INSTRUCTIONS TO FOLLOW =
Reproduce verbatim the following passage on the pressures facing the large advertising and marketing groups.

QUOTED TEXT =
* Begin *

Other conglomerates, notably Publicis had already started on this path when it started realigning the group under the ‘Power of One’ vision. WPP is bigger with a fuller offering and wider range of specialisms than many of its peers, no one can be under the illusion about the size of this undertaking.

Let’s talk about the tectonic plates shifting around beneath the feet of ALL  the large advertising and marketing combines:

  • Interpublic Group (IPG)
  • Omnicom
  • Havas
  • Publicis
  • WPP
  • Dentsu

The tectonic plates are:

  • The Four
  • Amazon
  • The decline of brand marketing
  • The new competition
The Four

The Four is a label that Professor Scott Galloway put on Apple, Amazon, Google and Facebook. All of whom he considered to be monopolists that created value for their shareholders by putting the ‘real world economy through a shredder.

In this case I would swap out Amazon and Apple for Alibaba and Tencent, but the allusion to a quartet of horsemen portending a digital apocalypse is a useful allegory for the advertising and marketing sector.  Amazon deserves a section of its own later.

Galloway’s predictions of their destructive power led to an accurate prediction of WPP’s share price tumble this week. (see the video below)

Correlation does not prove causality however — it doesn’t mean that he got the right numbers for the right reasons.

Depending whom you believe Facebook and Google are responsible for 90 percent of online advertising growth outside of China. This represents a massive concentration of media power. It has implications for the creative and planning functions of an agency. Google and Facebook also run much of the advertising technology that purchase are made on. This has decimated much of the advertising technology sector and made it harder to differentiate media planning and buying based on the technology stack.

* End *

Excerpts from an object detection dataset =
* Begin *

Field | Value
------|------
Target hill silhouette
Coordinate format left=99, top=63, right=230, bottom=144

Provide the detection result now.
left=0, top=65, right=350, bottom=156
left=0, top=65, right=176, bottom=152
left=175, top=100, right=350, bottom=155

* End *

WORKED SOLUTION =
Other conglomerates, notably Publicis had already started on this path when it started realigning the group under the ‘Power of One’ vision. WPP is bigger with a fuller offering and wider range of specialisms than many of its peers, no one can be under the illusion about the size of this undertaking.

Let’s talk about the tectonic plates shifting around beneath the feet of ALL  the large advertising and marketing combines:

  • Interpublic Group (IPG)
  • Omnicom
  • Havas
  • Publicis
  • WPP
  • Dentsu

The tectonic plates are:

  • The Four
  • Amazon
  • The decline of brand marketing
  • The new competition
The Four

The Four is a label that Professor Scott Galloway put on Apple, Amazon, Google and Facebook. All of whom he considered to be monopolists that created value for their shareholders by putting the ‘real world economy through a shredder.

In this case I would swap out Amazon and Apple for Alibaba and Tencent, but the allusion to a quartet of horsemen portending a digital apocalypse is a useful allegory for the advertising and marketing sector.  Amazon deserves a section of its own later.

Galloway’s predictions of their destructive power led to an accurate prediction of WPP’s share price tumble this week. (see the video below)

Correlation does not prove causality however — it doesn’t mean that he got the right numbers for the right reasons.

Depending whom you believe Facebook and Google are responsible for 90 percent of online advertising growth outside of China. This represents a massive concentration of media power. It has implications for the creative and planning functions of an agency. Google and Facebook also run much of the advertising technology that purchase are made on. This has decimated much of the advertising technology sector and made it harder to differentiate media planning and buying based on the technology stack.